AIM OF THE EXERCISE ->
Output the full set of records exactly.

Referring expression data:

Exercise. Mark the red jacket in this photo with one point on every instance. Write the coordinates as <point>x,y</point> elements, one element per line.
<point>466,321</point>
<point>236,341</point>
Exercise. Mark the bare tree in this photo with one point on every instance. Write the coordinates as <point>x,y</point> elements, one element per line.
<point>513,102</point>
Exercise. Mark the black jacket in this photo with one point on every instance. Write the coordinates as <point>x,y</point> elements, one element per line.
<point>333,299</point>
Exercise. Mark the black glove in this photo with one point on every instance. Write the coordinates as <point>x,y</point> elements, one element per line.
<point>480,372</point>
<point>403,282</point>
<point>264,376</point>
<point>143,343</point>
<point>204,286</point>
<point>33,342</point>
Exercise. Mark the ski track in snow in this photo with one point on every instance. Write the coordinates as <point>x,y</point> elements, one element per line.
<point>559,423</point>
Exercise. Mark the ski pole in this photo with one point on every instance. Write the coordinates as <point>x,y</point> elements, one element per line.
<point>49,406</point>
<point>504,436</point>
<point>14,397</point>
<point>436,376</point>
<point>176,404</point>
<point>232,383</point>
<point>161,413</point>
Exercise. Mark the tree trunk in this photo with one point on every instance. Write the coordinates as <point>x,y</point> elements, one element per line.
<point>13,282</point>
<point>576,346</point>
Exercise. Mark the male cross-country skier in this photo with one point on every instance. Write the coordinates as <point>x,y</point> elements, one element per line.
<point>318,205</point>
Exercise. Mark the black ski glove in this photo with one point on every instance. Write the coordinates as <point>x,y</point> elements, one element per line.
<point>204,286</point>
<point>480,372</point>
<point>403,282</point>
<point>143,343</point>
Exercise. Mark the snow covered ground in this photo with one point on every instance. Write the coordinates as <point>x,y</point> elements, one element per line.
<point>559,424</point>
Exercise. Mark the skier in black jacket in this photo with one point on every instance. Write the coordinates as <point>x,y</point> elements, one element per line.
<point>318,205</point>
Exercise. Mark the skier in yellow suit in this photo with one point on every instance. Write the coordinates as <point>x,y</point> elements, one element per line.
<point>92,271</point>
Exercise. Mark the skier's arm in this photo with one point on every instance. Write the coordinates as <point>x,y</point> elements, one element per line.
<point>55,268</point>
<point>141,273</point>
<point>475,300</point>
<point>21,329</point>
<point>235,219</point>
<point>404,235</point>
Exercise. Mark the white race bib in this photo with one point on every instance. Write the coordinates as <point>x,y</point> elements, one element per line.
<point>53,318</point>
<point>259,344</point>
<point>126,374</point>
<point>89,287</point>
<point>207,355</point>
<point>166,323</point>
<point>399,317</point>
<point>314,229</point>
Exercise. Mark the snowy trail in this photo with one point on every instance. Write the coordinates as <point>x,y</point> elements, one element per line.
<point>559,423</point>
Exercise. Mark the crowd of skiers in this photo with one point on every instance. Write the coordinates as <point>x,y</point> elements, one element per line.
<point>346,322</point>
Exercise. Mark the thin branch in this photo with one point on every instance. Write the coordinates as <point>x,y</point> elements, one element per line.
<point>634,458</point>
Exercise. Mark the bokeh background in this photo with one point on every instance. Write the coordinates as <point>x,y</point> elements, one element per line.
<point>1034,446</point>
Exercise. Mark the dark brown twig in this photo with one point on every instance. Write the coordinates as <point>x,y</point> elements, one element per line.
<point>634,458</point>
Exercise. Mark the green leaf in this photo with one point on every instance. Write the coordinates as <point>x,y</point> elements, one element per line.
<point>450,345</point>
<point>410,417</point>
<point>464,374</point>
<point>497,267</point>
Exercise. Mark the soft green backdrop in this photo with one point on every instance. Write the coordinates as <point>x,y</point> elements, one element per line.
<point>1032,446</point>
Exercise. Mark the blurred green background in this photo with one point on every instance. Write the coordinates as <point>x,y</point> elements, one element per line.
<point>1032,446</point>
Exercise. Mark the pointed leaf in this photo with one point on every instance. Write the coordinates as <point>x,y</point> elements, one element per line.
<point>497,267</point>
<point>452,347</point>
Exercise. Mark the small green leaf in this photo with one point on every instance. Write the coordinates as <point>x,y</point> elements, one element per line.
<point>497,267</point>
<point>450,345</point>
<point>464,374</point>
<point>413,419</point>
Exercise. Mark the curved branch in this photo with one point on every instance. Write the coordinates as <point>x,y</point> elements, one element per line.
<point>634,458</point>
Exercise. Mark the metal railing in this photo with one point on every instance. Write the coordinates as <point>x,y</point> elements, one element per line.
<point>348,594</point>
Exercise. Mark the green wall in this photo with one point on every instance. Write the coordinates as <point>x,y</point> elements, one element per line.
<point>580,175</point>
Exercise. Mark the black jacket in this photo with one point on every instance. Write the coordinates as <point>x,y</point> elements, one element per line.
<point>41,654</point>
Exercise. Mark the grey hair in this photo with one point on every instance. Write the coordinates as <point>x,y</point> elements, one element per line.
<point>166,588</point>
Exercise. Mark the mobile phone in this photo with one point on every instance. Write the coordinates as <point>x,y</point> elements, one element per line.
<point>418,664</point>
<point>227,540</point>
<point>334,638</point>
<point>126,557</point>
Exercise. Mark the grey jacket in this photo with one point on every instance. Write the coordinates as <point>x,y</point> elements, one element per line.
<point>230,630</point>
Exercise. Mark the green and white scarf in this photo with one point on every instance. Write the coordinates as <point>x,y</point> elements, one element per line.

RESPONSE TO THIS EXERCISE ->
Exercise. Mark the red jacket in this photo with one point on every instance. Write the coordinates as <point>x,y</point> elements, one element per line.
<point>466,321</point>
<point>236,341</point>
Exercise. Mark the bare tree in this photo with one point on every instance. Write the coordinates as <point>x,y</point> elements, one element per line.
<point>513,102</point>
Exercise. Mark the black jacket in this photo with one point on every instance. Write the coordinates as <point>x,y</point> elements, one element per line.
<point>333,299</point>
Exercise. Mark the black glove in this photo with one point on every instance. Write the coordinates as <point>x,y</point> elements, one element per line.
<point>480,372</point>
<point>403,282</point>
<point>264,376</point>
<point>143,343</point>
<point>204,286</point>
<point>33,342</point>
Exercise. Mark the ski track in snow in this photo with one point on every instance. Write the coordinates as <point>x,y</point> elements, one element per line.
<point>559,423</point>
Exercise. Mark the ski pole in this photo with one point on every instance. Write the coordinates as <point>x,y</point> elements, one element per line.
<point>49,406</point>
<point>504,436</point>
<point>14,397</point>
<point>436,376</point>
<point>176,404</point>
<point>232,383</point>
<point>161,413</point>
Exercise. Mark the tree trunk in this photo with one point on every instance. Write the coordinates as <point>x,y</point> elements, one element per line.
<point>13,282</point>
<point>576,346</point>
Exercise. Mark the male cross-country skier in this photo with one point on every instance. Write the coordinates as <point>x,y</point> elements, one element per line.
<point>318,205</point>
Exercise. Mark the black ski glove in this photo with one point on every instance. Write the coordinates as <point>x,y</point> elements, one element per line.
<point>204,286</point>
<point>480,372</point>
<point>403,282</point>
<point>143,343</point>
Exercise. Mark the snow covered ground in this photo with one point on every instance. Write the coordinates as <point>x,y</point> elements, one element per line.
<point>559,424</point>
Exercise. Mark the skier in black jacket in this photo with one point on every instance. Write the coordinates as <point>x,y</point> elements, one element per line.
<point>318,205</point>
Exercise. Mark the skier in yellow suit in this photo with one point on every instance. Write the coordinates as <point>x,y</point> elements, one element per line.
<point>92,271</point>
Exercise. Mark the skier's arm in this photo with one point on every instance. Write the coordinates as <point>x,y</point> elements, one element per line.
<point>55,268</point>
<point>141,273</point>
<point>475,300</point>
<point>21,329</point>
<point>235,219</point>
<point>404,235</point>
Exercise. Mark the white race bib in this photo with one point on every instance. Write the coordinates as <point>x,y</point> elements, one element per line.
<point>53,318</point>
<point>259,344</point>
<point>126,374</point>
<point>89,287</point>
<point>207,355</point>
<point>166,323</point>
<point>399,317</point>
<point>314,229</point>
Exercise. Mark the snowy trail in this photo with one point on every instance. Write the coordinates as <point>x,y</point> elements, one element per line.
<point>559,423</point>
Exercise. Mark the crowd of skiers in this photo with one point on every instance. Write the coordinates as <point>x,y</point> elements, one element per line.
<point>346,322</point>
Exercise. Mark the thin branch in this photo with one point on every instance. Write the coordinates as <point>x,y</point> elements, one element per line.
<point>634,458</point>
Exercise. Mark the bokeh background in this photo with one point on every instance. Write the coordinates as <point>x,y</point> elements, one element per line.
<point>1034,446</point>
Exercise. Mark the dark brown twig in this photo with one point on every instance. Write the coordinates as <point>x,y</point> elements, one element per line.
<point>634,458</point>
Exercise. Mark the green leaf in this photo with one point on every instance. Write the coordinates as <point>x,y</point> elements, one element per line.
<point>450,345</point>
<point>410,417</point>
<point>464,374</point>
<point>497,267</point>
Exercise. Mark the soft green backdrop in this photo with one point on every instance. Write the coordinates as <point>x,y</point> elements, one element per line.
<point>1032,446</point>
Exercise. Mark the blurred green background in this photo with one point on every instance. Write the coordinates as <point>x,y</point> elements, one element per line.
<point>1032,446</point>
Exercise. Mark the pointed leaf in this photo with one point on every instance. Write the coordinates as <point>x,y</point> elements, one element per line.
<point>497,267</point>
<point>452,347</point>
Exercise. Mark the small green leaf in this photo with one point on every instance. Write the coordinates as <point>x,y</point> elements, one element per line.
<point>497,267</point>
<point>450,345</point>
<point>464,374</point>
<point>413,419</point>
Exercise. Mark the curved branch in this photo with one point on every instance. Write the coordinates as <point>x,y</point> elements, one element per line.
<point>634,458</point>
Exercise. Mark the metal railing in this photo with one point on every instance. Write the coordinates as <point>x,y</point> elements, one element per line.
<point>348,594</point>
Exercise. Mark the green wall in this photo with one point on every instance. Write the coordinates as <point>x,y</point> elements, one element per line.
<point>580,175</point>
Exercise. Mark the black jacket in this photo with one point on every instance. Write the coordinates as <point>x,y</point> elements, one element per line.
<point>41,654</point>
Exercise. Mark the grey hair in this photo with one point on every instance. Write the coordinates as <point>x,y</point> elements, one element per line.
<point>166,588</point>
Exercise. Mark the mobile phone in this photo with one point on every instance. Write the coordinates as <point>x,y</point> elements, one element per line.
<point>418,664</point>
<point>227,540</point>
<point>334,638</point>
<point>126,557</point>
Exercise. Mark the grey jacket in this photo with one point on every instance. Write the coordinates as <point>x,y</point> elements, one element per line.
<point>230,630</point>
Exercise. Mark the green and white scarf in this photo with one point on every instance. Write the coordinates as <point>x,y</point> elements, one element per line.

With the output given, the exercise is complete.